Reproduce word for word the passage of the court ruling excerpt starting at "13. The counsel" and ending at "judgment in Ultra Home Construction Pvt. Ltd.".

◆ **PAGE EXTRACT**:
┄┄┄┄┄┄┄┄┄┄┄┄┄┄┄┄┄┄┄┄

13. The counsel for the plaintiff at this stage draws attention to page 794 being the order dated 25th May, 2016 in the same appeal which was disposed of on 8th July, 2016 to contend that the Division Bench while issuing notice thereof considered the said aspect. It is further contended that the order of the Single Bench which was for consideration before the Division Bench was purely based on Ultra Home Construction Pvt. Ltd.
14. The same would in my view not make any difference. The final order dated 8th July, 2016, by which the appeal was disposed of, cannot as aforesaid be said to be laying down any law contrary to Ultra Home Construction Pvt. Ltd. for it to be even said that there is any conflict in the order dated 8th July, 2016 and the judgment in Ultra Home Construction Pvt. Ltd.
15. The counsel for the applicants/defendants in this regard draws attention to M/s. Allied Blenders & Distillers Pvt. Ltd. v. R.K. Distilleries Pvt. Ltd. 2016 SCC OnLine Del 4097 but need to refer whereto which is a dicta of a Single Judge of this Court is not felt.
16. The counsel for the plaintiff at this stage insists on reading out paras 1 to 4 of the order dated 25th May, 2016 but which only record the contentions of the counsel for the appellant before the Division Bench and after recording which notice was issued. The same is an ex parte order and merely because notice of the appeal was issued does not allow the counsel for the plaintiff to rely on his own contentions recorded therein and to cite the same as precedent. As far as the final order dated 8th July, 2016 is concerned, I have already re-produced the relevant part thereof herein above and which cannot be read as laying anything contrary to what has been held in Ultra Home Construction Pvt. Ltd.

┄┄┄┄┄┄┄┄┄┄┄┄┄┄┄┄┄┄┄┄

◆ **DATA SECTION**:
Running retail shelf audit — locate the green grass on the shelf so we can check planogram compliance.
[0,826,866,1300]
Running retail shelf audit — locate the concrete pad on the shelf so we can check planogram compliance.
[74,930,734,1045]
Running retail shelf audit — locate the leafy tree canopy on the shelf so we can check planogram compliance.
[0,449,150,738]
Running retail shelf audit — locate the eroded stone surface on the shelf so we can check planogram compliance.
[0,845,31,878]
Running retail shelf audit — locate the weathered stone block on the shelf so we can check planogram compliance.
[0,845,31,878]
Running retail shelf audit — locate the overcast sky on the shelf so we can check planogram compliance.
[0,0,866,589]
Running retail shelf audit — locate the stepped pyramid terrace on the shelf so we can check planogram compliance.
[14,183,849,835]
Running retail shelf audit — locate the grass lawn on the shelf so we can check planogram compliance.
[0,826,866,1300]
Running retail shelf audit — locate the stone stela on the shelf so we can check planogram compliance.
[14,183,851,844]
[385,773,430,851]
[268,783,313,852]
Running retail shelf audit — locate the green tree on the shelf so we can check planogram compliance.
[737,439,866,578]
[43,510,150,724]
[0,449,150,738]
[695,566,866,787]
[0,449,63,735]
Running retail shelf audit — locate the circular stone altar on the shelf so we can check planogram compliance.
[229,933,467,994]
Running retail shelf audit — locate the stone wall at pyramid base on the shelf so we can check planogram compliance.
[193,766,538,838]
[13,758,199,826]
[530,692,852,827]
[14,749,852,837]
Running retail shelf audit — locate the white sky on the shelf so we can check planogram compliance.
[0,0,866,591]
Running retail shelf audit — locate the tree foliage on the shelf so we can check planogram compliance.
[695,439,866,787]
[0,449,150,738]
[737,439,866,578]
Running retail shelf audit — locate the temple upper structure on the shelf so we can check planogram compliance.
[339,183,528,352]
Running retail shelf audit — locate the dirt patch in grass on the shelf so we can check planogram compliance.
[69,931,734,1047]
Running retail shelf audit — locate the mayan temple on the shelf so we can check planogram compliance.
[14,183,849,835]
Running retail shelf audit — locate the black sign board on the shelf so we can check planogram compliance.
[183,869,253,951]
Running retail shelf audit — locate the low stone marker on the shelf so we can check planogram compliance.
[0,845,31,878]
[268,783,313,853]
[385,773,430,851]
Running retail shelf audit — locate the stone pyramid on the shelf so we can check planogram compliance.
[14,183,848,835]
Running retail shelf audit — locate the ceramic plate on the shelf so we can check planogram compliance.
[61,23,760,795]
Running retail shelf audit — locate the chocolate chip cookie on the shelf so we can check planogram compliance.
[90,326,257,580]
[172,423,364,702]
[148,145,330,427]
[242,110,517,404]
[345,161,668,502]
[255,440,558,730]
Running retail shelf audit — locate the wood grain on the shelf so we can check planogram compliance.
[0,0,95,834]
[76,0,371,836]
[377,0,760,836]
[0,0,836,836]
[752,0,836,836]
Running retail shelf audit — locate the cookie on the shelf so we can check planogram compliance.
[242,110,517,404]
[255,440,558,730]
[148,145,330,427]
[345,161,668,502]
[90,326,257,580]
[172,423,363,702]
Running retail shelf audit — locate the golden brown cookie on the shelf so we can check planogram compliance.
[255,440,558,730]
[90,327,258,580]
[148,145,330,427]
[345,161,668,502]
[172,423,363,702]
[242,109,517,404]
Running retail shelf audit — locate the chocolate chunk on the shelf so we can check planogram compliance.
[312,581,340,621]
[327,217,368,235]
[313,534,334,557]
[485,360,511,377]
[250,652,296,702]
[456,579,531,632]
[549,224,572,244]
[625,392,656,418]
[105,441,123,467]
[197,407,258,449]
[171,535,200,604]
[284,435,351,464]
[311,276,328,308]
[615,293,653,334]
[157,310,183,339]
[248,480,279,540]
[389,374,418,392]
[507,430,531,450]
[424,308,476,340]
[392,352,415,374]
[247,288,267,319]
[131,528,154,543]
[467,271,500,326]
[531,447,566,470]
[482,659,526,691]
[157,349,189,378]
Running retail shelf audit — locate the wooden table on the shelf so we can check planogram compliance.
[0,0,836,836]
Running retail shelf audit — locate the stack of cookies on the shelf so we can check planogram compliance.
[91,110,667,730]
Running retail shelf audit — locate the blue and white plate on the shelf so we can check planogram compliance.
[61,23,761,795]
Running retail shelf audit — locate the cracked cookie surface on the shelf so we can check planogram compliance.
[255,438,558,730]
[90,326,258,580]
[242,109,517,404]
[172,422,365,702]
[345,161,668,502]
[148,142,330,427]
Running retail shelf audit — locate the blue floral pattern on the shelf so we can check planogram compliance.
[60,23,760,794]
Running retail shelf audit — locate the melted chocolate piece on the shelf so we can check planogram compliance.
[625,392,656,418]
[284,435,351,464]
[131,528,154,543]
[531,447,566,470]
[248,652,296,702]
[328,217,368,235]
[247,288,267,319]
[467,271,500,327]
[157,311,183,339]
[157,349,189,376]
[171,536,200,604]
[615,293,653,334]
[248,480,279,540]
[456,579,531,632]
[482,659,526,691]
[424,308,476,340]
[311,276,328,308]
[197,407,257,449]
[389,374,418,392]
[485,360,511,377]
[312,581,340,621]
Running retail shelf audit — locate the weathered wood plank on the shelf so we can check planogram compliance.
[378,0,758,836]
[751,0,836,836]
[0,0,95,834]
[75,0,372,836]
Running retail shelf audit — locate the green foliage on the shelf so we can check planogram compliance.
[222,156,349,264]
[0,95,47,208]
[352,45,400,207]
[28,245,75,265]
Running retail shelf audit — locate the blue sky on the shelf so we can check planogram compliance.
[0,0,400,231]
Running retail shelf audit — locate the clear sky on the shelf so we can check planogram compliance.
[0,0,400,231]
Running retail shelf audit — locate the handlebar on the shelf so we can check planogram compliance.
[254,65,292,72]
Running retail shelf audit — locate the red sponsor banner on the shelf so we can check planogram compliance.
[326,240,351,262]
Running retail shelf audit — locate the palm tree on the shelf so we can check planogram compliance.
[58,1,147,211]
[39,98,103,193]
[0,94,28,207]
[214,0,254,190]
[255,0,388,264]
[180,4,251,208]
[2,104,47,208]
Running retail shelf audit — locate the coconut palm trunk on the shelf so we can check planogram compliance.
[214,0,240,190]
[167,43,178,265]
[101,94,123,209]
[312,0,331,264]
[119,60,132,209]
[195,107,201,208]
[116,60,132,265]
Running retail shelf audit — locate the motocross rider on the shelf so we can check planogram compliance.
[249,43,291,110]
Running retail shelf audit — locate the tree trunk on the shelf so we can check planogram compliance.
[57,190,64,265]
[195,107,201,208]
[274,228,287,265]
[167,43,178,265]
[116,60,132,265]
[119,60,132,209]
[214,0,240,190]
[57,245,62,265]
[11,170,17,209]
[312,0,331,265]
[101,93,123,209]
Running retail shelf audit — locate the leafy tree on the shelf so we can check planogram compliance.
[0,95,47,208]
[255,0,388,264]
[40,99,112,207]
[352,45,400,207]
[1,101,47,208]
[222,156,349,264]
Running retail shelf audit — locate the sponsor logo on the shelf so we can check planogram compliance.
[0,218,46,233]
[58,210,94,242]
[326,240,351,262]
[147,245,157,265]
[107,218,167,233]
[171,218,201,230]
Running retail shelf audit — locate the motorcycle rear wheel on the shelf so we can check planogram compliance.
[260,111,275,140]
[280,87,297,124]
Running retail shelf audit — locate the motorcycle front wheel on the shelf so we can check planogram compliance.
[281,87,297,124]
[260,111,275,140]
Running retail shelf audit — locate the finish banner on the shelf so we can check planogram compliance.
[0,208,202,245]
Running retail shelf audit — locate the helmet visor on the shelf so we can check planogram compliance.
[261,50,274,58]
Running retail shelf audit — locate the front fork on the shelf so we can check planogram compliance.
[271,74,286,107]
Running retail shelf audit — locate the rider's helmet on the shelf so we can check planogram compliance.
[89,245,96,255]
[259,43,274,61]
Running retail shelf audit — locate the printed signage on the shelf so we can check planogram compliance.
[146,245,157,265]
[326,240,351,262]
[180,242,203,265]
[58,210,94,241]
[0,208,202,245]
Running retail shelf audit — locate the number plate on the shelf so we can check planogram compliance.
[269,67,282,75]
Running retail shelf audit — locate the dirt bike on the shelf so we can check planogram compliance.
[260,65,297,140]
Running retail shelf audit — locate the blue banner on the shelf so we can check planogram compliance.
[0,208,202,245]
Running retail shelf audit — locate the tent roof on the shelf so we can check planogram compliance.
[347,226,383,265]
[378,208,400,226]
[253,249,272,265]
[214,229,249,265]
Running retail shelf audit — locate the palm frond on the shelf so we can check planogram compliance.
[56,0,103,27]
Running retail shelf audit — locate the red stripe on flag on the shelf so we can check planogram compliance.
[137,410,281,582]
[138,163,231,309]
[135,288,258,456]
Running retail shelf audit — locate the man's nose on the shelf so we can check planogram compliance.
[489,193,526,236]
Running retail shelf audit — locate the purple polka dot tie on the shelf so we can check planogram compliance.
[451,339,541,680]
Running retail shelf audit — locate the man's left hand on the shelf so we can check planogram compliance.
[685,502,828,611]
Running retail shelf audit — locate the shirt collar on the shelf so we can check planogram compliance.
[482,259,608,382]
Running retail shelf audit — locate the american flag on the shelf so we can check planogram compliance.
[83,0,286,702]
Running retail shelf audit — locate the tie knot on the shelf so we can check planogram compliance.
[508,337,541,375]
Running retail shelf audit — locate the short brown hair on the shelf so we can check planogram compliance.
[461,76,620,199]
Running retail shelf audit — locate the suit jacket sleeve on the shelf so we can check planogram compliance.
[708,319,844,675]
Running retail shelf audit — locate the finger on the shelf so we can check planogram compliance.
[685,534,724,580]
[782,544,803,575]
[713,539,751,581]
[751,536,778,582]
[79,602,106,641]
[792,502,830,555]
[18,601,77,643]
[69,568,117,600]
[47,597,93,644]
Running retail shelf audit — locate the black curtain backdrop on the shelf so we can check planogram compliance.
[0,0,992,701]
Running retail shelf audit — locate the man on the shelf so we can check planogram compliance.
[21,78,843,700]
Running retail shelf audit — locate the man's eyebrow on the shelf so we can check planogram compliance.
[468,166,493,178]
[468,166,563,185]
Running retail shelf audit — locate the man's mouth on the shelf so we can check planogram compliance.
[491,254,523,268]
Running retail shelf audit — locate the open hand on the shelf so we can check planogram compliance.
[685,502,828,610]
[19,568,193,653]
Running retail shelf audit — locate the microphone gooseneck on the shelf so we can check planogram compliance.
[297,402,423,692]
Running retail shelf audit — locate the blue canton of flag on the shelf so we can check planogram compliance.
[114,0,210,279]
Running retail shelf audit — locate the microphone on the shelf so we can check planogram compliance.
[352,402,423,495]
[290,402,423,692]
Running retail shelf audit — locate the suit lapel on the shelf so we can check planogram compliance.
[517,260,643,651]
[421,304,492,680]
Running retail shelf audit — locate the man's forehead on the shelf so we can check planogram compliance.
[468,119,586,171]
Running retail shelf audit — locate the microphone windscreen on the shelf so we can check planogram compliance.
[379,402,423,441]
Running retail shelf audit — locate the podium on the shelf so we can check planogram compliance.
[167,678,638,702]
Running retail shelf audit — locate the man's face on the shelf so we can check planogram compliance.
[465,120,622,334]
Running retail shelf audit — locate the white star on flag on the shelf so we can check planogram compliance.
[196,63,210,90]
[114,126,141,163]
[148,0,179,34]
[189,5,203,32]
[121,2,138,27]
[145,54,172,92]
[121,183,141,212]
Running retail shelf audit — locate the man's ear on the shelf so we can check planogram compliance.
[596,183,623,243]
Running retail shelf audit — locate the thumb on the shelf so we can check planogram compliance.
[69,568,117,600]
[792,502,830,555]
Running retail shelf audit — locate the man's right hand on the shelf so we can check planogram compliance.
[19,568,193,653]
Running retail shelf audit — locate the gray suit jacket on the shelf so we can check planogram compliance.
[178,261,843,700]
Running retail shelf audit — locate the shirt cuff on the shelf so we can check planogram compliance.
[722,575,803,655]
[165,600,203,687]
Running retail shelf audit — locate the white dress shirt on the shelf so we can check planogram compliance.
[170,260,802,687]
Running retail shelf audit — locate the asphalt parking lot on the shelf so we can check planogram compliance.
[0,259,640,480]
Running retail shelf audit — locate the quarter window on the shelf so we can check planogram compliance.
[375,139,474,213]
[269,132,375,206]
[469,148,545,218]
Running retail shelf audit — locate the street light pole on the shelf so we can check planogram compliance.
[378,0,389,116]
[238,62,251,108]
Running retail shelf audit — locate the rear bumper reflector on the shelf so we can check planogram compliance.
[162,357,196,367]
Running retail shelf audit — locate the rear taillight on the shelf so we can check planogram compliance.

┄┄┄┄┄┄┄┄┄┄┄┄┄┄┄┄┄┄┄┄

◆ **SOLVED EXERCISE**:
13. The counsel for the plaintiff at this stage draws attention to page 794 being the order dated 25th May, 2016 in the same appeal which was disposed of on 8th July, 2016 to contend that the Division Bench while issuing notice thereof considered the said aspect. It is further contended that the order of the Single Bench which was for consideration before the Division Bench was purely based on Ultra Home Construction Pvt. Ltd.
14. The same would in my view not make any difference. The final order dated 8th July, 2016, by which the appeal was disposed of, cannot as aforesaid be said to be laying down any law contrary to Ultra Home Construction Pvt. Ltd. for it to be even said that there is any conflict in the order dated 8th July, 2016 and the judgment in Ultra Home Construction Pvt. Ltd.